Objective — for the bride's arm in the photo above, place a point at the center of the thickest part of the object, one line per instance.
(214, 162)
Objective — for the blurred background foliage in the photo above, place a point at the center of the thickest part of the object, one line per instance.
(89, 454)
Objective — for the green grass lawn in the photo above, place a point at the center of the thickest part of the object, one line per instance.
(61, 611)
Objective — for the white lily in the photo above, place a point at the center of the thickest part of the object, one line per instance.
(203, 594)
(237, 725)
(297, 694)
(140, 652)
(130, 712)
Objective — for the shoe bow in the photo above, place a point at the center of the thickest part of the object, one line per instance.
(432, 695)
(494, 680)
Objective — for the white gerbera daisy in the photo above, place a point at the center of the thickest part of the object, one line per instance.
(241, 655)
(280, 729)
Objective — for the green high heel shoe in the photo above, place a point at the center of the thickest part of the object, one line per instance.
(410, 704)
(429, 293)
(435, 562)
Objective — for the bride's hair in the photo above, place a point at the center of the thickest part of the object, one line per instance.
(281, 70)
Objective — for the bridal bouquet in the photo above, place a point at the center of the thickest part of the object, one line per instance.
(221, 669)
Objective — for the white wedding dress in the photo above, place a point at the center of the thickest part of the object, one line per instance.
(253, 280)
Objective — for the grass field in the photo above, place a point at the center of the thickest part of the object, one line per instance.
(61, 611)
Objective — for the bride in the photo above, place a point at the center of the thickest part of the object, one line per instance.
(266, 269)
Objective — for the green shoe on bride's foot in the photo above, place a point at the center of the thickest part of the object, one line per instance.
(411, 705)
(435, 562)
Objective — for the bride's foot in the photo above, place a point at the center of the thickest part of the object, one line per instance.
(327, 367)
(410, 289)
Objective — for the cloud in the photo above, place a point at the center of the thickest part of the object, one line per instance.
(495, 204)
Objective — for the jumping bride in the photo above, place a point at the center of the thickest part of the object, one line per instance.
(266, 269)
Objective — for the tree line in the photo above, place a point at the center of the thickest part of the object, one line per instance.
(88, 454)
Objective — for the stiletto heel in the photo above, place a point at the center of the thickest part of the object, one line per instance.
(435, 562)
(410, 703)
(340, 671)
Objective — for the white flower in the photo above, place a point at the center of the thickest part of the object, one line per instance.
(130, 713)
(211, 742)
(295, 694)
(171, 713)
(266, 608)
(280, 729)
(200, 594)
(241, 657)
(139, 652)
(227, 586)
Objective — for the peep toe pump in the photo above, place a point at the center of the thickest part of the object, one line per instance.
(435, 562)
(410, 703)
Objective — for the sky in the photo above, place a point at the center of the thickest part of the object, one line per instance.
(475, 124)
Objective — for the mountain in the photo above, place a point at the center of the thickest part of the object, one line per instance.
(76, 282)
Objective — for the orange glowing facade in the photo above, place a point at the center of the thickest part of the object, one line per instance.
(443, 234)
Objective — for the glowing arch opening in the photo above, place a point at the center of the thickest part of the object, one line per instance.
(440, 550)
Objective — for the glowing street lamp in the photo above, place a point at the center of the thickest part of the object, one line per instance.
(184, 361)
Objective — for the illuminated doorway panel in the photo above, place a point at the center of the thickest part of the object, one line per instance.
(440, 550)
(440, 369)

- - - - -

▸ Assignment
Copy out the whole listing exactly.

▸ Your solution
Objective — for the bride's arm in the photo above, place a point at the center of the thickest part of the object, one line per instance.
(214, 162)
Objective — for the blurred background foliage in the photo above, place a point at the center of the thickest part of the object, one line per instance.
(89, 454)
Objective — for the green grass lawn in the photo above, place a point at the center of the thickest part of the object, one line per instance.
(61, 611)
Objective — for the white lily in the photo above, place a point at the center of the thickest part of the object, one line per instance.
(203, 594)
(237, 725)
(297, 694)
(140, 652)
(130, 712)
Objective — for the shoe bow in the photo above, place a point at the center of the thickest part of the object, one line per instance.
(432, 695)
(494, 680)
Objective — for the white gerbera daisy in the photo above, place a point at the center of the thickest part of the object, one line per instance.
(241, 655)
(280, 729)
Objective — for the green high heel shoe in the photo above, place a point at the center of the thickest part of the object, one line per instance.
(410, 704)
(429, 293)
(435, 562)
Objective — for the bride's hair in the photo above, place a point at the center of the thickest part of the object, one line per instance.
(281, 70)
Objective — for the bridal bouquet in the photo above, place a point at the center of the thickest part of the object, one line per instance.
(221, 669)
Objective — for the white wedding dress in the photo above, place a point at the center of the thickest part of the object, one line per instance.
(253, 280)
Objective — for the grass field in the photo above, place a point at the center of the thickest part of the object, one line per instance.
(61, 611)
Objective — for the bride in the photo above, place a point at the center of the thickest part of the object, one line per instance.
(266, 269)
Objective — for the green shoe on bride's foot in the photo above, place a point at the center of the thickest part of the object, one line per instance.
(411, 705)
(435, 562)
Objective — for the bride's foot in the photo above, place a point at the center of the thickest part of the object, one line per instance.
(327, 367)
(410, 289)
Objective — for the cloud in the photo above, place a point at the center of the thickest part of the object, one line per instance.
(495, 204)
Objective — for the jumping bride in the photo above, place a point at the center of the thickest part of the object, one line per instance.
(266, 269)
Objective — for the tree line in the photo above, place a point at the center of the thickest part of the object, one line per instance.
(88, 454)
Objective — for the stiletto heel in the photo above, place a point at the center of the thickest part of the object, one line per instance.
(435, 562)
(410, 703)
(340, 671)
Objective — for the white flower in the photo above, place a point at the center of the thickest part of the object, one line per instance.
(130, 713)
(211, 742)
(295, 694)
(171, 713)
(266, 608)
(280, 729)
(200, 594)
(241, 657)
(139, 652)
(227, 586)
Objective — for the peep toe pump in the photo above, place a point at the center of the thickest part of the object, one line per instance.
(435, 562)
(410, 703)
Objective — for the sky in the photo above, place a point at the center of the thickest part of the object, one line per instance.
(475, 124)
Objective — for the mountain in the photo above, place a point at the center of the thickest part of the object, one line per instance.
(76, 282)
Objective — for the orange glowing facade in the photo above, place a point at the center of the thickest part of the object, one line per instance.
(443, 234)
Objective — for the glowing arch opening in the photo above, place a point at the center of the thickest part of the object, one line per instance.
(440, 550)
Objective — for the glowing street lamp in the photo above, place a point at the center of the thickest part of the object, one line per instance.
(184, 361)
Objective — for the illuminated doorway panel in the photo above, place a point at the center of the thickest part of the object, one line per instance.
(440, 550)
(440, 369)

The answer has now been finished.